## Begin Data extract

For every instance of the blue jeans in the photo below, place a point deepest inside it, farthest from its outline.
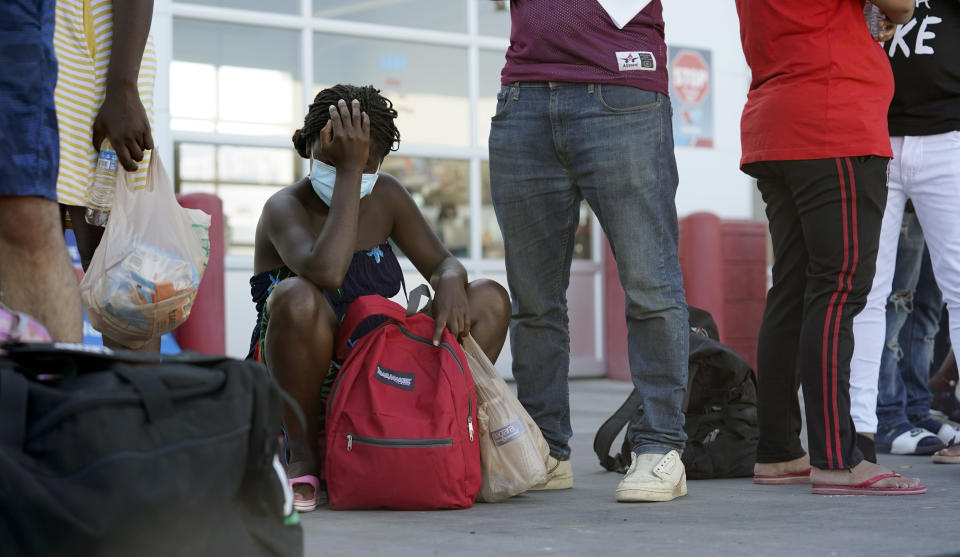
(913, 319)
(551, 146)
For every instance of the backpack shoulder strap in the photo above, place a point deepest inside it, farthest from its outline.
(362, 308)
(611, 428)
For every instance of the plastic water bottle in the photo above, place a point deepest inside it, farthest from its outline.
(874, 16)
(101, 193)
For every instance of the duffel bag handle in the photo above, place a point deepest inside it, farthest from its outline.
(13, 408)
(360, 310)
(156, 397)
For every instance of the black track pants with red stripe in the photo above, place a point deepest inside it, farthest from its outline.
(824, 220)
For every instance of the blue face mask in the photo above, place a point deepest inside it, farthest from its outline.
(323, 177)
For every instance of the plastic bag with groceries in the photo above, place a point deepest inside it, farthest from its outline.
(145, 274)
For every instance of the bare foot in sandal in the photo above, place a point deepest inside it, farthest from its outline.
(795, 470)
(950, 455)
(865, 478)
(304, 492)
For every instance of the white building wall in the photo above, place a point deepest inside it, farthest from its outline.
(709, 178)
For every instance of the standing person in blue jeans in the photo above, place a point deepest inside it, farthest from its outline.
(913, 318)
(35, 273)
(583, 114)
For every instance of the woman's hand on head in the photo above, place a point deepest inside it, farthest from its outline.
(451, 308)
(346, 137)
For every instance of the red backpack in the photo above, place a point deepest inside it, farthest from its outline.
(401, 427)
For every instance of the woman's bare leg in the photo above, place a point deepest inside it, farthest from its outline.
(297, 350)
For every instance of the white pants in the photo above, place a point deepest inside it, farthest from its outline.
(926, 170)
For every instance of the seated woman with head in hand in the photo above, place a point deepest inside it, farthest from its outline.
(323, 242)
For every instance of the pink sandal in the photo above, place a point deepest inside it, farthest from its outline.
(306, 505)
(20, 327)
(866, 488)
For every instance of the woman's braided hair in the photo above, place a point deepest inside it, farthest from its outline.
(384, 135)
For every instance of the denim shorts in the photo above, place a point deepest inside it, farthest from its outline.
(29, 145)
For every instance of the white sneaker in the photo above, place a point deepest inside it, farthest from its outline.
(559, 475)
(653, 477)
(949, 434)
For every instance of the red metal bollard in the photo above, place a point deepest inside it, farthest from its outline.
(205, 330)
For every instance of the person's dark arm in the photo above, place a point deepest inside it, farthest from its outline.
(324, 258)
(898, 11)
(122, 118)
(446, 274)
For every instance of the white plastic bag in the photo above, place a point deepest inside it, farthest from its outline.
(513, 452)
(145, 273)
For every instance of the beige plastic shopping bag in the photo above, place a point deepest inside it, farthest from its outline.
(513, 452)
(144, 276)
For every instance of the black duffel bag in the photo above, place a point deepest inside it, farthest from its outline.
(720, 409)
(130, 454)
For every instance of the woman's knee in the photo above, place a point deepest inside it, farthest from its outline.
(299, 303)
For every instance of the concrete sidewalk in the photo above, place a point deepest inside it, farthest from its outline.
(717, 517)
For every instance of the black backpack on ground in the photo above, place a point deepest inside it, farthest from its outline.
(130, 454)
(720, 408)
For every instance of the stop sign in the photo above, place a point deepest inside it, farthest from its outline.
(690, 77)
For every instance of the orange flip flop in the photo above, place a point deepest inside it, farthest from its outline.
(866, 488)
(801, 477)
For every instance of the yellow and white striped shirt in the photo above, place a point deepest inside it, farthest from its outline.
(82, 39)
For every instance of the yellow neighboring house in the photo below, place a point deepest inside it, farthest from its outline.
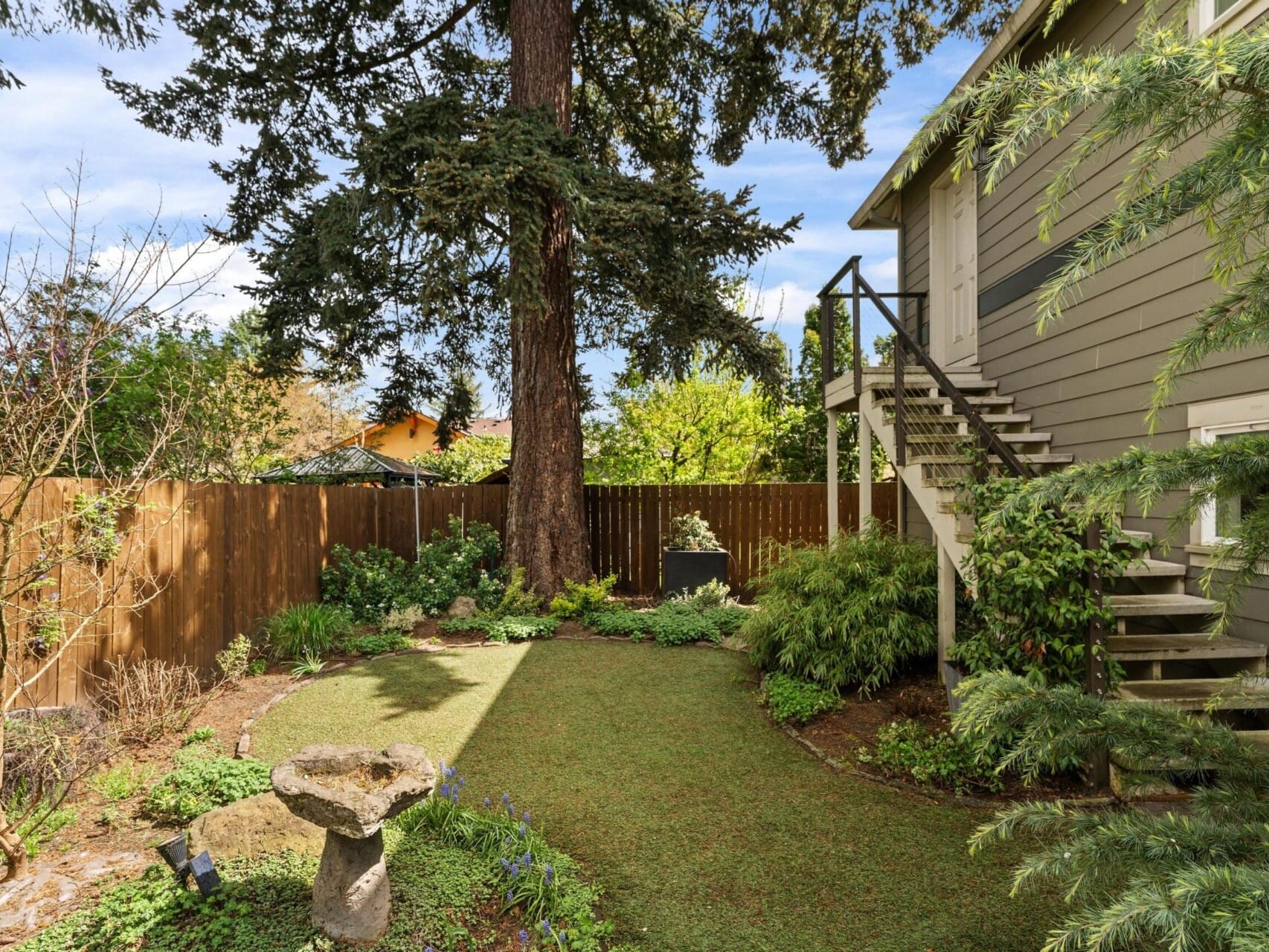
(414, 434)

## End Data extract
## Begin Data extract

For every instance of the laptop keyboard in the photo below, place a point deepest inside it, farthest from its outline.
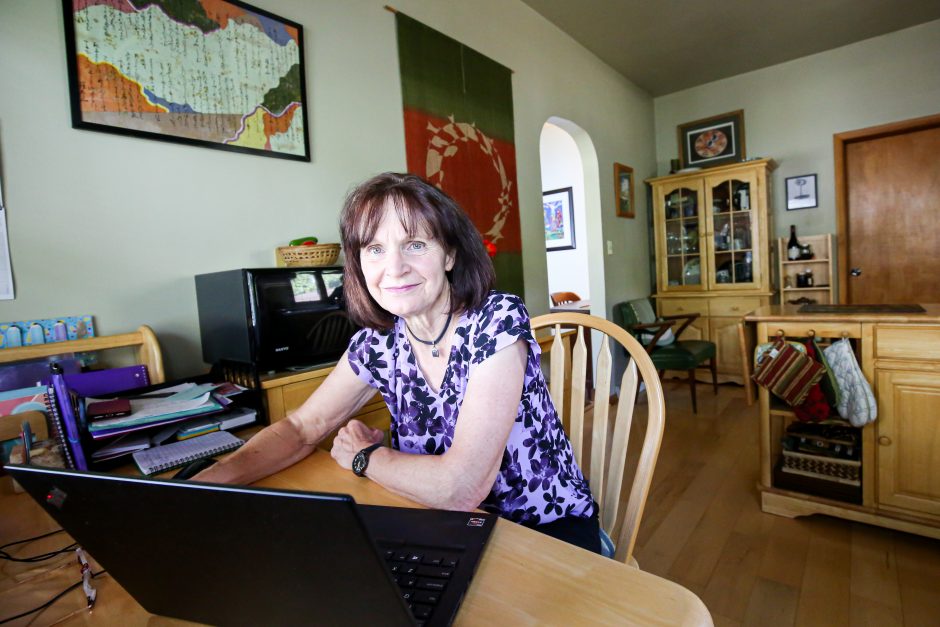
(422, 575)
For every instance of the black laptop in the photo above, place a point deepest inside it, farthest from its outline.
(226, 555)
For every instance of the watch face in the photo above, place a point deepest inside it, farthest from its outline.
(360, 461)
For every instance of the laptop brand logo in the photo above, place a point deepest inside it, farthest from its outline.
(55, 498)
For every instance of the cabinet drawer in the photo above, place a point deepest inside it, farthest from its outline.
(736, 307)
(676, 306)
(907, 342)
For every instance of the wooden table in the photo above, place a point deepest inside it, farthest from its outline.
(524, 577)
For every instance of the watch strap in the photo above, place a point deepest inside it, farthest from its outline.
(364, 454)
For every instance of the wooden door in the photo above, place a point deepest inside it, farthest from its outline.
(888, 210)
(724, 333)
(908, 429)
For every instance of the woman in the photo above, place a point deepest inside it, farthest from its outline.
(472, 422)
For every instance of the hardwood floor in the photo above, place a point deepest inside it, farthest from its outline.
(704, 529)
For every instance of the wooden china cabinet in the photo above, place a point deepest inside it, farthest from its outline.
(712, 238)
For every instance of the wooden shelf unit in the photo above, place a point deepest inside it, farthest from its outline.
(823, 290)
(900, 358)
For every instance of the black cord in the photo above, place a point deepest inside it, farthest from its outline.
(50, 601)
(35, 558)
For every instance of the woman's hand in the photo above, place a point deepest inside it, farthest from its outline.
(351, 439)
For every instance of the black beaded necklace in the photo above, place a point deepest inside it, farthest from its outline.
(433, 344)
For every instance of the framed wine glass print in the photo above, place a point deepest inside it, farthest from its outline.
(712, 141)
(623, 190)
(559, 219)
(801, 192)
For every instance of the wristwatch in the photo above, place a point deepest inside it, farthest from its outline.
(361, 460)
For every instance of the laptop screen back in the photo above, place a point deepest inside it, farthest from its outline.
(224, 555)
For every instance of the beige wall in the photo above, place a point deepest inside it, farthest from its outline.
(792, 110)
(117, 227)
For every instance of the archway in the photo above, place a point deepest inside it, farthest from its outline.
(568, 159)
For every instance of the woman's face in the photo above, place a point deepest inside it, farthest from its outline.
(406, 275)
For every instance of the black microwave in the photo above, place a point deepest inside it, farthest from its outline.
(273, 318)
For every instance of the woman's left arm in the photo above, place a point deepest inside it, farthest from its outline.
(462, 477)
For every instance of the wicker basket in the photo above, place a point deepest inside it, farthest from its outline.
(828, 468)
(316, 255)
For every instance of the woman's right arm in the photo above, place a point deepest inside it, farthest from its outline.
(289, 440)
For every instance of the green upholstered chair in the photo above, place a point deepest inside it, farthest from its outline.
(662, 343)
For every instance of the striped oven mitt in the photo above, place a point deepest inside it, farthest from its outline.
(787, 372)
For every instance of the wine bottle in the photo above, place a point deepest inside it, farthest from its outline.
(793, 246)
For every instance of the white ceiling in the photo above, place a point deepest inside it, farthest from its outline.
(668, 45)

## End Data extract

Task to complete
Gather every line of the items that contains the string "duffel". Case counts.

Output for this task
For every instance of the duffel bag handle in the photo above, place a point deepest inside it, farthest from its outline.
For every instance of the black duffel bag in the photo above, place a point deepest inside it, farthest from its outline.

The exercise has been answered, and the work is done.